> **Description of the task**
Once the pictures are set aside, copy the records below exactly as they stand.

> **Data for processing**
■ ■ ■ ■
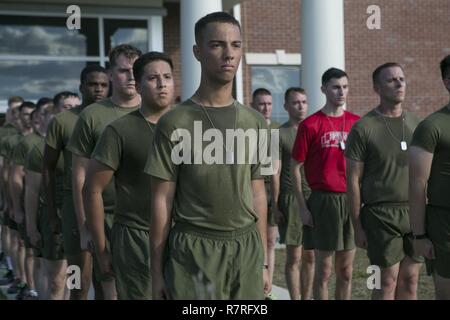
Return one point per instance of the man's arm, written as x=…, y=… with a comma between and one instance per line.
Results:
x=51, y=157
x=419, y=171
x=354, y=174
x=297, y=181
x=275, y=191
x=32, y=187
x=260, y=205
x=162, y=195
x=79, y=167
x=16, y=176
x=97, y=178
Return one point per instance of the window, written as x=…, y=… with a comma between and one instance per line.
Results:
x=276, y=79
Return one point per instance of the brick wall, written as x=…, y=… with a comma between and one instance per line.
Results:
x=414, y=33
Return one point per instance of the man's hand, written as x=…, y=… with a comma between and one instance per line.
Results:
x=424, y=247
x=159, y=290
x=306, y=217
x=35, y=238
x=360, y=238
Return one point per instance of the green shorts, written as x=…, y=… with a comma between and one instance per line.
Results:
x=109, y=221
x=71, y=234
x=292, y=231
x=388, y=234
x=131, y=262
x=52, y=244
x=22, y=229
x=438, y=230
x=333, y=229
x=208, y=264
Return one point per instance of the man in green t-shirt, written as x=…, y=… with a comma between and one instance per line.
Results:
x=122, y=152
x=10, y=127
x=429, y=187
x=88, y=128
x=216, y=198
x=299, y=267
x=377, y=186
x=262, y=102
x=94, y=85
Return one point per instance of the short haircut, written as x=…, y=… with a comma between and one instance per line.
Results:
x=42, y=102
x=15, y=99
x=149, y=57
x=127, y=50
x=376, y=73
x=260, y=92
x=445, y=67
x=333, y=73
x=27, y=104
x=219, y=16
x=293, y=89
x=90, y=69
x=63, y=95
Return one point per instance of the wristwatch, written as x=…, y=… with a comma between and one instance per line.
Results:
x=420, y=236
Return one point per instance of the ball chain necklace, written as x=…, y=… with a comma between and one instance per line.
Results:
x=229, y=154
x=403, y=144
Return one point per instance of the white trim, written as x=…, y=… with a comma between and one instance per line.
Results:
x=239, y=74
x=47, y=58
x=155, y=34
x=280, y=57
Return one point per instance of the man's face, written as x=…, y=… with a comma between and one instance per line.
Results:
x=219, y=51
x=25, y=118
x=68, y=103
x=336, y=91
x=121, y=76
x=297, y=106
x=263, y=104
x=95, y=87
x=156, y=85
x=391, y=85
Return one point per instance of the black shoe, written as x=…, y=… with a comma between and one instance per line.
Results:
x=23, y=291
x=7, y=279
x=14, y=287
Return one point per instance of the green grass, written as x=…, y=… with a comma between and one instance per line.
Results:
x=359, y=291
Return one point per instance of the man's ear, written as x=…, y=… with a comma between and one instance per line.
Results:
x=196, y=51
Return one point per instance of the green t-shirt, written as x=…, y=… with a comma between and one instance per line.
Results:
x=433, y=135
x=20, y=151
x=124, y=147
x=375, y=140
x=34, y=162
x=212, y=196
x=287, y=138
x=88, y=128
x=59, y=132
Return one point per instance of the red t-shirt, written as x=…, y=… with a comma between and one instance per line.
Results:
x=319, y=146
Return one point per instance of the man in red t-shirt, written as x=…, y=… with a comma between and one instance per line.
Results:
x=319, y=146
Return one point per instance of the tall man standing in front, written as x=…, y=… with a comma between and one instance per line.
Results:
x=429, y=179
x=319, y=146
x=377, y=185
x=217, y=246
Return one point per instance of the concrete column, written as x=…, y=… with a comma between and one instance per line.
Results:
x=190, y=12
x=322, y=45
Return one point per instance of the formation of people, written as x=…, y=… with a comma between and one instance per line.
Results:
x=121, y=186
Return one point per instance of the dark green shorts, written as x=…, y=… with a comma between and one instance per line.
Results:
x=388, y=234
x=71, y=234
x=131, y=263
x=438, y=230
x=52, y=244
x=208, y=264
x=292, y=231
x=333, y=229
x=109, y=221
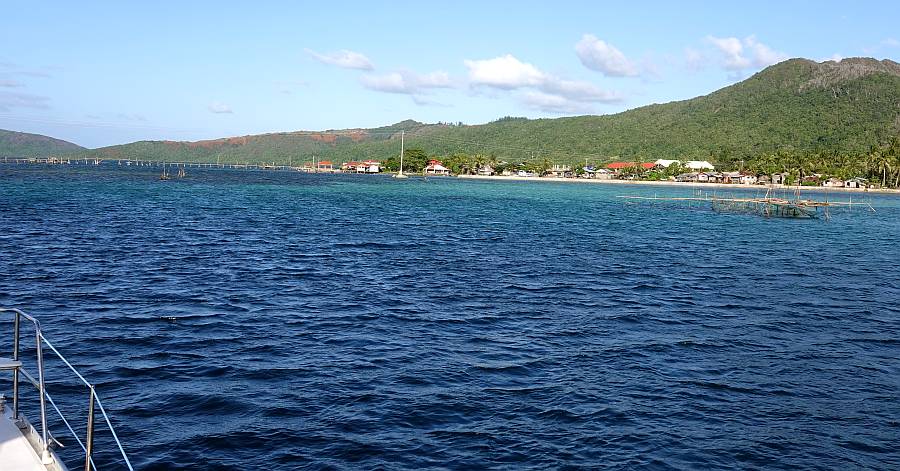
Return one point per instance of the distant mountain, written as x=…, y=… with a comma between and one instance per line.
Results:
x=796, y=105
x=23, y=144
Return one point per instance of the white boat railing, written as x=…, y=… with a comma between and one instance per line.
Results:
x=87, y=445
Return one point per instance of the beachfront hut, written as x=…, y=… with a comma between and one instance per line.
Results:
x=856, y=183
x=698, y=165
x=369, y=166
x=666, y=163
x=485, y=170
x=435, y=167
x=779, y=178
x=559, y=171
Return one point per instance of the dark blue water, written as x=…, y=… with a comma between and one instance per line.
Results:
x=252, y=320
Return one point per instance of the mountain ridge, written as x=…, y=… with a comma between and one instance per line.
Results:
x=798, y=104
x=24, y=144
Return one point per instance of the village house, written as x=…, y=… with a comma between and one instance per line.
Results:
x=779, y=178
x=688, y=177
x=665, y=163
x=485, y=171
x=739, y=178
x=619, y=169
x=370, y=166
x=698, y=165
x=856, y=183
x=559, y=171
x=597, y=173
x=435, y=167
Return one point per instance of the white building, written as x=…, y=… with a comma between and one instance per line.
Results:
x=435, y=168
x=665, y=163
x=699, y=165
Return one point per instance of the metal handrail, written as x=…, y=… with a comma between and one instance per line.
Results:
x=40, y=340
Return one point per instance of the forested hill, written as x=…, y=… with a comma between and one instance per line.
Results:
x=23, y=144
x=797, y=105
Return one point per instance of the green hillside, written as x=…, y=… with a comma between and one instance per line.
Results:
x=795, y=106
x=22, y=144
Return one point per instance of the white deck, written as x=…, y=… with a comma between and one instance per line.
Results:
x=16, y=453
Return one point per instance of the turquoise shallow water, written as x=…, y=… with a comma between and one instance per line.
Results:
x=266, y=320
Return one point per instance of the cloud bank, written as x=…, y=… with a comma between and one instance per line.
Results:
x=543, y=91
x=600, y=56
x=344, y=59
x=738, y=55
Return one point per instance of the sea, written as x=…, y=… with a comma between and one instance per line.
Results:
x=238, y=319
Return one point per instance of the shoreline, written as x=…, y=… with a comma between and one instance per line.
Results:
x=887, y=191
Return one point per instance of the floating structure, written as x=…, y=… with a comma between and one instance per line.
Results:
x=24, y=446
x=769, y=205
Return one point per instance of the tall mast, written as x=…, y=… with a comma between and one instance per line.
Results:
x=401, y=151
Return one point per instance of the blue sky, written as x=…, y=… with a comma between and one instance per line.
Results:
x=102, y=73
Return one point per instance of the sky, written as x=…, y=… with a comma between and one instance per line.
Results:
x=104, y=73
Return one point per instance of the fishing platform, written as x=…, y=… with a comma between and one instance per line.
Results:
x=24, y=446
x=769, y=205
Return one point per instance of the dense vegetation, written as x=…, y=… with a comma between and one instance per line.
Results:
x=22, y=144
■ ■ ■ ■
> **Solution for this task**
Return one point per instance of the man's arm, written as x=…, y=… with a comma between and one instance per line.
Results:
x=51, y=157
x=419, y=171
x=354, y=174
x=297, y=181
x=275, y=191
x=32, y=187
x=260, y=205
x=162, y=195
x=79, y=167
x=16, y=176
x=97, y=178
Return one point per instance of the window, written as x=…, y=… with a comma between and one instance per line.
Results:
x=276, y=79
Return one point per instance of the brick wall, written as x=…, y=… with a comma between and one instance per line.
Results:
x=414, y=33
Return one point per instance of the man's hand, written as x=…, y=… with a comma between and one instance per line.
Results:
x=424, y=247
x=159, y=290
x=306, y=217
x=35, y=238
x=360, y=238
Return one point per instance of the green shorts, written as x=…, y=… with a comma between and one instance per line.
Results:
x=109, y=221
x=71, y=234
x=292, y=231
x=388, y=234
x=131, y=262
x=52, y=244
x=22, y=229
x=438, y=230
x=333, y=229
x=208, y=264
Return one point per instance of the man in green t-shirt, written as x=…, y=… with a comma between and one instance per line.
Results:
x=122, y=152
x=10, y=127
x=429, y=187
x=88, y=128
x=216, y=198
x=299, y=267
x=377, y=186
x=262, y=102
x=94, y=85
Return one point per instance of the short haircut, written as x=…, y=… with a comma between and one instance per line.
Results:
x=42, y=102
x=15, y=99
x=149, y=57
x=127, y=50
x=376, y=73
x=260, y=92
x=445, y=67
x=333, y=73
x=27, y=104
x=219, y=16
x=293, y=89
x=90, y=69
x=63, y=95
Return one point per instance of the wristwatch, written as x=…, y=… with a comma between and one instance per line.
Results:
x=420, y=236
Return one point per instance of the ball chain necklace, written as x=…, y=… with a comma between and one instance per line.
Results:
x=229, y=154
x=403, y=144
Return one point per instance of the white trim, written as x=…, y=… with a comma between and one instance per line.
Results:
x=239, y=74
x=47, y=58
x=155, y=34
x=280, y=57
Return one point per instance of the man's face, written as x=…, y=… with a comma between and one instance per line.
Results:
x=219, y=51
x=25, y=118
x=68, y=103
x=336, y=91
x=121, y=76
x=297, y=106
x=263, y=104
x=95, y=87
x=156, y=85
x=391, y=85
Return one point per instance of the black shoe, written as x=…, y=… with a comma between and one instance per line.
Results:
x=23, y=291
x=7, y=279
x=14, y=287
Return one point per instance of the green grass, written as x=…, y=… with a comma between and one instance per line.
Results:
x=359, y=291
Return one point per instance of the man's ear, written as x=…, y=… with a comma between and one instance per line.
Results:
x=196, y=51
Return one point per instance of the green t-shirt, written as x=…, y=… with a comma between and one instance per line.
Results:
x=433, y=135
x=20, y=151
x=124, y=147
x=375, y=140
x=34, y=162
x=212, y=196
x=287, y=138
x=88, y=128
x=59, y=132
Return one point per instance of the red t-shirt, written as x=…, y=… with a comma between and one instance per line.
Results:
x=319, y=146
Return one point per instance of the man in red t-shirt, written as x=…, y=… with a comma between and one instance per line.
Results:
x=319, y=146
Return one point per instance of the tall man standing in front, written as x=…, y=… with a comma between and one instance per line.
Results:
x=429, y=179
x=319, y=146
x=377, y=185
x=217, y=246
Return one point per instance of the concrete column, written as x=…, y=… with a comma between and one instance per line.
Results:
x=190, y=12
x=322, y=45
Return one point per instance of the formation of people, written as x=…, y=… with a comma between and one instance per line.
Results:
x=121, y=186
Return one point per instance of the dark green shorts, written as x=…, y=… with a comma between and one instance per line.
Results:
x=388, y=234
x=71, y=234
x=131, y=263
x=438, y=230
x=52, y=244
x=208, y=264
x=292, y=231
x=333, y=229
x=109, y=221
Return one point per instance of the distant mountain, written as x=…, y=… with a comma between and one instance per line.
Results:
x=796, y=105
x=23, y=144
Return one point per instance of the white boat railing, written as x=…, y=… with a comma between and one instance per line.
Results:
x=87, y=445
Return one point per instance of the beachfront hut, written as x=…, y=… with a comma between and one instance per line.
Results:
x=856, y=183
x=698, y=165
x=369, y=166
x=666, y=163
x=485, y=170
x=435, y=167
x=779, y=178
x=559, y=171
Return one point per instance of the dark blue water, written as x=…, y=… with a comma between and one instance per line.
Results:
x=252, y=320
Return one point per instance of the mountain ridge, written as x=…, y=… with a comma between and one instance per line.
Results:
x=798, y=104
x=24, y=144
Return one point per instance of the village house, written as x=…, y=… with a comma between and one instance per line.
Results:
x=779, y=178
x=688, y=177
x=665, y=163
x=485, y=171
x=739, y=178
x=619, y=169
x=370, y=166
x=698, y=165
x=856, y=183
x=559, y=171
x=597, y=173
x=435, y=167
Return one point per instance of the white building, written as x=…, y=… with a comma between and one instance per line.
Results:
x=435, y=168
x=665, y=163
x=699, y=165
Return one point per instance of the metal handrail, written as x=…, y=… with a comma between and one instance per line.
Results:
x=40, y=340
Return one point per instance of the forested hill, written as x=…, y=… with a comma between and one instance per line.
Results:
x=23, y=144
x=797, y=105
Return one point per instance of the green hillside, written as x=…, y=… with a comma between and one instance per line.
Results:
x=795, y=106
x=22, y=144
Return one point per instance of the white deck, written as x=…, y=… with a comma between and one instance per line.
Results:
x=16, y=453
Return one point per instance of the turquoise shallow water, written as x=…, y=… with a comma between and one instance per line.
Results:
x=266, y=320
Return one point per instance of the cloud bank, written as x=…, y=… with a comma between and one instance per line.
Results:
x=543, y=91
x=600, y=56
x=344, y=59
x=738, y=55
Return one point per instance of the sea, written as x=…, y=… with a comma between and one instance per line.
Results:
x=238, y=319
Return one point per instance of the shoreline, written as x=…, y=… with a comma between and one instance per line.
Results:
x=887, y=191
Return one point per instance of the floating structure, written as x=…, y=… with a comma between and one instance per line.
Results:
x=24, y=446
x=769, y=205
Return one point per instance of the tall mast, written as x=…, y=… with a comma between and one instance per line.
Results:
x=401, y=151
Return one point per instance of the blue sky, written as x=…, y=… with a comma between and one instance per line.
Results:
x=102, y=73
Return one point per instance of the sky, written as x=…, y=… with a comma between and one instance per line.
Results:
x=104, y=73
Return one point per instance of the fishing platform, written as x=…, y=… with a comma between and one instance per line.
Results:
x=24, y=446
x=769, y=205
Return one point per instance of the dense vegetation, written as x=…, y=… with a comma between and one instance per line.
Results:
x=22, y=144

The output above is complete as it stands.